_TEXT SHOWN_.
Freedom for All Massachusetts' campaign finance report filed September 7, 2018, indicated that the group raised $2.7 million since the campaign began in 2017. Of this, $1.8 million was raised in 2018.

"Yes" was endorsed by the city councils of Boston, Cambridge, Somerville, Melrose, Arlington, Lexington, and Northampton. It was "wholeheartedly" endorsed by The Boston Globe newspaper, and The Salem News also urged a "Yes" vote.

==Election result==
The vote on November 6, 2018, affirmed the law, 67.8 percent to 32.2 percent (1,781,041 to 846,804).

==Studies==
Amira Hasenbush, Andrew R. Flores, and Jody L. Herman of the Williams Institute at the UCLA School of Law determined that the anti-discrimination laws in several cities did not affect the local rate of crimes reported in restrooms. They examined Massachusetts cities before and after they passed such laws (which the cities had done to protect transgender people before the 2016 anti-discrimination law was applied statewide) as well as Massachusetts cities that never passed any such law. The study was published in Sexuality Research and Social Policy in July 2018.

_DATASET CONTENT_.
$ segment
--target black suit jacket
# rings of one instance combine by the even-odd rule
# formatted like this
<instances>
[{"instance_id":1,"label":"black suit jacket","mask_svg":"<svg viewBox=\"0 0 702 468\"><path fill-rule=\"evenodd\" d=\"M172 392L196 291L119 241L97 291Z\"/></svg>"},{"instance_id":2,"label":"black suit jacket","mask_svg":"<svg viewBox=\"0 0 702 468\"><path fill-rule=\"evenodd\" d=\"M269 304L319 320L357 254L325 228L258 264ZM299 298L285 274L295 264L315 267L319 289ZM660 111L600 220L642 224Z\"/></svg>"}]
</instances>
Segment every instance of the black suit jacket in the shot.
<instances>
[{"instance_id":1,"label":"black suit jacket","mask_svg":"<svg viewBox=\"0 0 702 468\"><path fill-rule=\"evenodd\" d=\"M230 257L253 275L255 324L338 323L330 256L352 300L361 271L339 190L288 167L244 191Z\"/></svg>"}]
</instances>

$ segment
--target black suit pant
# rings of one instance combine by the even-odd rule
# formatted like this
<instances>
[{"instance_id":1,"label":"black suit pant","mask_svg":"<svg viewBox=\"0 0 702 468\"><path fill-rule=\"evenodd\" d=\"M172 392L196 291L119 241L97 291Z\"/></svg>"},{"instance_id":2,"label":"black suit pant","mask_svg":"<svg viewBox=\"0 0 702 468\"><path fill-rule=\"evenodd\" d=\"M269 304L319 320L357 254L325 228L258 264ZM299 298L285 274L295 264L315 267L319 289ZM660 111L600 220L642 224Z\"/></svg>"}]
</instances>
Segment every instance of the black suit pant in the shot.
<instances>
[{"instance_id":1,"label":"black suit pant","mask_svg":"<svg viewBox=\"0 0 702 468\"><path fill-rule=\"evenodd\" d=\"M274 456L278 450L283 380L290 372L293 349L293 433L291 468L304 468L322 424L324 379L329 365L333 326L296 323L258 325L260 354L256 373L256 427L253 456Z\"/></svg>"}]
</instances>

_PROBLEM TO SOLVE_.
Retype the full text above about the 2018 Massachusetts anti-discrimination law vote, word for word and without changes.

_EXERCISE RESPONSE_.
Freedom for All Massachusetts' campaign finance report filed September 7, 2018, indicated that the group raised $2.7 million since the campaign began in 2017. Of this, $1.8 million was raised in 2018.

"Yes" was endorsed by the city councils of Boston, Cambridge, Somerville, Melrose, Arlington, Lexington, and Northampton. It was "wholeheartedly" endorsed by The Boston Globe newspaper, and The Salem News also urged a "Yes" vote.

==Election result==
The vote on November 6, 2018, affirmed the law, 67.8 percent to 32.2 percent (1,781,041 to 846,804).

==Studies==
Amira Hasenbush, Andrew R. Flores, and Jody L. Herman of the Williams Institute at the UCLA School of Law determined that the anti-discrimination laws in several cities did not affect the local rate of crimes reported in restrooms. They examined Massachusetts cities before and after they passed such laws (which the cities had done to protect transgender people before the 2016 anti-discrimination law was applied statewide) as well as Massachusetts cities that never passed any such law. The study was published in Sexuality Research and Social Policy in July 2018.